=== Extrait ===

Soyons lucides : comment imaginer un seul instant qu’une Elena ou une Caroline puisse succomber au(x) charme(s) déclinant(s) – et en l’occurrence purement électronique(s) – d’un Serge ou d’un Yves ? Et comment croire que ceux-ci puissent être dupes de la réalité et plus encore de la « pureté » des sentiments qu’ils semblent susciter chez leurs conquêtes ? Osons dès lors être crus: en surfant sur Internet à la recherche d’une compagne exotique bien évidemment jeune et jolie, les Serge, Yves et consorts ne sont rien d’autres que des consommateurs faisant leur marché. Ils regardent les produits proposés, comparent leurs caractéristiques techniques, visitent d’autres fournisseurs avant de faire leur choix. Inutiles de se réfugier dans des utopies de midinettes ou des scénarios indignes d’une bluette « Harlequin » pour se nier les faits : on est bel et bien face à des hommes en manque (de sentiments et de sexe) qui profitent de la mise à disposition d’une offre féminine payable à tempérament.

Mais ignorent-ils, ces hommes, que si l’on trouve sur le net des dizaines de sites où des filles russes, ukrainiennes, bulgares ou tchèques vantent leurs attributs et leurs qualités en proclamant leur envie de satisfaire au bonheur d’un occidental gentil et généreux, ce n’est pas en raison d’une pénurie des mâles nubiles dans les anciennes républiques soviétiques ? Ignorent-ils vraiment que ces femmes ne cherchent pas un époux mais un avenir qu’elles n’espèrent pas/plus trouver dans leur pays ?

L’éventuelle satisfaction de Serge, Yves et trop d’autres repose exclusivement sur la désespérance de celles qui ne comptent plus que sur leur jeunesse, leur beauté et, à tout dire, leur corps pour échapper à un destin qu’elles savent ne pouvoir supporter. Et ce sont les mêmes, ou leurs s½urs et amies, qui pour les mêmes raisons, s’échouent par centaines dans une industrie pornographique ayant trouvé à l’Est son eldorado pour le plus grand plaisir des (a)mateurs voulant voir dans cette abondance de biens slaves l’expression d’une libido aussi libérée qu’exacerbée après quarante ans de communisme forcément pudibond et érotophobe. D’autres, plus malchanceuses encore, se retrouvent sur nos trottoirs ou dans nos bordels.

=== Données ===

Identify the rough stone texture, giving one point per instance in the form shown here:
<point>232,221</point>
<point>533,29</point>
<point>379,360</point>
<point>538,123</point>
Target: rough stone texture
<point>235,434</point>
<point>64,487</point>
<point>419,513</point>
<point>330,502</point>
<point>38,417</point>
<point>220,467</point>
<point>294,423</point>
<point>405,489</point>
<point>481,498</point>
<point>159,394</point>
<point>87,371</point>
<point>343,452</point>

===

▸ **Consignes**: Poursuivez l'extrait sur les hommes qui cherchent sur Internet une compagne venue d'Europe de l'Est, en reprenant juste après sa dernière phrase.

▸ **Réponse attendue**:
Si elle prend d’autres formes, c’est la même rencontre opportune entre la misère d’ici et celle de là-bas qui explique les mésaventures d’Yves et de Dominique.

Alors oui, certaines et certains exploitent la filière sentimentale pour tenter d’accéder à un meilleur avenir ou tout simplement améliorer leur quotidien. Si quelques-unes de ces annonces ou de ses rencontres reposent bel et bien sur des espoirs matrimoniaux, la majorité a sans doute pour finalité l’obtention d’un visa, la constitution d’un petit pécule voire l’escroquerie pure et simple par des mafias auxquelles ces filles servent d’appâts pas toujours consentants. C’est moche, triste et même franchement pas bien mais est-ce vraiment le plus grave ? Les Serge, Yves, Dominique et autres sont-ils vraiment dupes de ce qui se trame sur leur dos ? Ne savent-ils pas tous qu’ils jouent avec un feu qui risque de les brûler ? Sans vouloir hiérarchiser le malheur, sont-ils vraiment les plus à plaindre ?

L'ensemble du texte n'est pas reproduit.